Canalblog
Editer l'article Suivre ce blog Administration + Créer mon blog
Notes d'Itinérances
24 juin 2022

Parione - Entre Campo dei Fiori et Place Navone (18/21). Pasquino, une des statues parlantes de Rome.

Une statue informe - Mais bavarde !

 

 

La via del Governo Vecchio débouche sur la piazza Pasquino où est posé, sur un socle, un morceau d'une statue de marbre, c’est « Pasquino » (photo). Malgré son visage très abîmé, sans compter qu’il est aussi cul-de-jatte et manchot, Pasquino est un des Romains les plus bavards qui soit ! Et cela dure depuis plus de cinq siècles. Autrefois, Pasquino était muet, il ne s’appelait d’ailleurs pas Pasquino mais Ménélas. Il a commencé sa carrière en Grèce, au troisième siècle avant J.C, et il s’occupait alors de soutenir son ami mourant, Patrocle, lors d’un des épisodes de la Guerre de Troie. Exilé à Rome, il disparut pendant un millénaire pour réapparaître en 1501 lors de fouilles pour le pavage des routes et la réalisation des fondations de l’extension du Palais Orsini. Il a dû être jugé trop laid et abîmé pour aller enrichir la collection d’antiques d’un riche amateur d’art [1]. Le cardinal Oliviero Carafa le fit placer à l’endroit de sa découverte, au coin du Palais Orsini, sur l’ex Piazzetta di Parione. C’est là qu’il demeure depuis, même si de très nombreux projets ont été faits pour le déplacer voire le faire disparaître.

 

C’est que, depuis sa découverte, la statue s’est mise à parler ! Et pas pour dire du bien des puissants ! La statue a commencé à faire parler d’elle quand, au début du XVIe siècle, le cardinal Oliviero Carafa a drapé chaque année, à l'occasion de la Saint-Marc (25 avril), le torse de la statue avec une toge décorée d'épigrammes en vers latins. Cette action du cardinal a introduit la coutume de critiquer le pape et son gouvernement en écrivant de courts poèmes satiriques en dialecte romain et en les suspendant au cou de la statue. De cette pratique est né le terme de « pasquinade », à savoir un pamphlet anonyme en vers ou en prose [2]. Non seulement Pasquino parle, mais il a surtout un franc-parler qui en indispose plus d’un, surtout les papes quand ils étaient une puissance temporelle et qu’ils pressuraient le pauvre monde. Les Romains, gouailleurs et railleurs, prirent la fâcheuse habitude d’aller y placer des libelles et des poèmes satiriques vengeurs [3]. Après l’inauguration de la fontaine des fleuves (1651), sur la piazza Navona, Pasquino a notamment déclaré : 

 

« Ce que nous voulons, ce ne sont pas des obélisques ni des fontaines ; nous voulons du pain, du pain et encore du pain » !

:::

**Travail à réaliser**
1 > Reformulez sous forme de liste le paragraphe de l'extrait sur Pasquino qui commence par « La via del Governo Vecchio débouche », en conservant ses faits essentiels.
2 > Poursuivez l'extrait sur Pasquino à partir de la citation qui le termine.
Les entrées qui suivent forment un matériau indépendant de l'extrait sur Pasquino.

Éléments du jeu de données:
:::

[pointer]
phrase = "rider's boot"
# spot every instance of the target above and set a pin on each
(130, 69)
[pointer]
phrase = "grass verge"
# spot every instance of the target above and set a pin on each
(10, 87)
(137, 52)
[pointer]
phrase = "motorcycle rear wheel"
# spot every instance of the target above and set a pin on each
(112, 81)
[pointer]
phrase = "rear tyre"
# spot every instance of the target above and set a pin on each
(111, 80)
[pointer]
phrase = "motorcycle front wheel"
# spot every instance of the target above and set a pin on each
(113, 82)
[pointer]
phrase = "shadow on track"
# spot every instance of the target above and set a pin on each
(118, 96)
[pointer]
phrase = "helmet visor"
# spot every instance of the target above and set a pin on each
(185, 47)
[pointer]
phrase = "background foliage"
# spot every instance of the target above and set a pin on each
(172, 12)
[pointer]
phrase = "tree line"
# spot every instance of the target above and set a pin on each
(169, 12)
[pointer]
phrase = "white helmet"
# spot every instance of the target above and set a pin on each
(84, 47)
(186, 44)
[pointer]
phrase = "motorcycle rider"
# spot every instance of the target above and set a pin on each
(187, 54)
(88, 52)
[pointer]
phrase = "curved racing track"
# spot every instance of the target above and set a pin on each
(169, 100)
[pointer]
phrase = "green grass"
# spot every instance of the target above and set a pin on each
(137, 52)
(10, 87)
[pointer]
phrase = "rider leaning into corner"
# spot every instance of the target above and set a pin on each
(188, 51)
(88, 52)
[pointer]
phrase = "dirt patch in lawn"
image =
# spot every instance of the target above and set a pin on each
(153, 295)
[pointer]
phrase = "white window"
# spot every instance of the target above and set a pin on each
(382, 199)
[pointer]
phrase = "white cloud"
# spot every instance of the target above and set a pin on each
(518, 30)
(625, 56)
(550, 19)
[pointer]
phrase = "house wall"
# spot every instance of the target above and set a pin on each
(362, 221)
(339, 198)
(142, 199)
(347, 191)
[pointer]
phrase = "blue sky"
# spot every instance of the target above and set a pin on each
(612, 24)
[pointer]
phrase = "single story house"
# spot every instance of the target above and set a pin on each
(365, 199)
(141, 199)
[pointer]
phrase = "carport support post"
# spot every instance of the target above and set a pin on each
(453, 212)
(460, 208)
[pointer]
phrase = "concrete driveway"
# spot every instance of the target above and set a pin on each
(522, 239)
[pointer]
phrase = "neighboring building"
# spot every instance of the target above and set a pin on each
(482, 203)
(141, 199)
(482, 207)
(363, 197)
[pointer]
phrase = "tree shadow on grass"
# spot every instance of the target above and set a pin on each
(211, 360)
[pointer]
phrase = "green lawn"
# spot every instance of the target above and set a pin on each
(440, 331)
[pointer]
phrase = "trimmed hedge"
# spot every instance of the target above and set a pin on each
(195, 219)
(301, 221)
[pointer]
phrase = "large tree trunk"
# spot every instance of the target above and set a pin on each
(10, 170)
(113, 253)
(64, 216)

:::

**Les réponses**
1 >
- Au débouché de la via del Governo Vecchio, sur la piazza Pasquino, se dresse sur un socle un fragment de statue de marbre : « Pasquino ».
- Malgré son visage très abîmé et l'absence de jambes et de bras, il compte depuis plus de cinq siècles parmi les Romains les plus bavards.
- Autrefois muet, il s'appelait Ménélas.
- Il est apparu en Grèce au IIIe siècle avant J.-C. et y soutenait Patrocle mourant, dans un épisode de la guerre de Troie.
- Exilé à Rome, il a disparu pendant un millénaire.
- Il a reparu en 1501, lors de fouilles pour le pavage des routes et pour les fondations de l'extension du palais Orsini.
- Il a sans doute été jugé trop laid et trop abîmé pour entrer dans la collection d'antiques d'un riche amateur d'art.
- Le cardinal Oliviero Carafa l'a fait placer à l'endroit de sa découverte, au coin du palais Orsini, sur l'ancienne piazzetta di Parione.
- Il s'y trouve toujours, malgré de très nombreux projets visant à le déplacer, voire à le faire disparaître.

2 >
 

Stendhal rapporte que Pasquino aurait également proclamé à propos d’Innocent VIII Tomasello (1484 / 1492)

 

« Cet être funeste a engendré huit garçons et autant de filles ; on peut donc l'appeler à juste titre le père de Rome » ! 

 

Si Pasquino est devenu la première « statue parlante » de Rome, d’autres se sont mises à parler aussi ! Il y en avait désormais six dans Rome : « Marforio », figure masculine de la Rome impériale allongée sur un triclinium, situé aujourd’hui dans la cour d’entrée du Musée Capitolin ; « Madama Lucrezia », buste féminin colossal d’origine antique de deux mètres environ qui représenterait Isis, installée au coin de l’église San Marco au Palazzo Venezia ; « Facchino », buste masculin qui tient dans ses mains une barrique d’où surgit une gerbe d'eau, installé dans une niche de la via Lata (Palazzo De Carolis) ; le « Babuino », statue représentant un silène (être mythologique qui est représenté gonflé comme une outre) située via del Babuino, et enfin, « l'abate Luigi » une statue antique représentant un consul ou un sénateur romain, place Vidoni.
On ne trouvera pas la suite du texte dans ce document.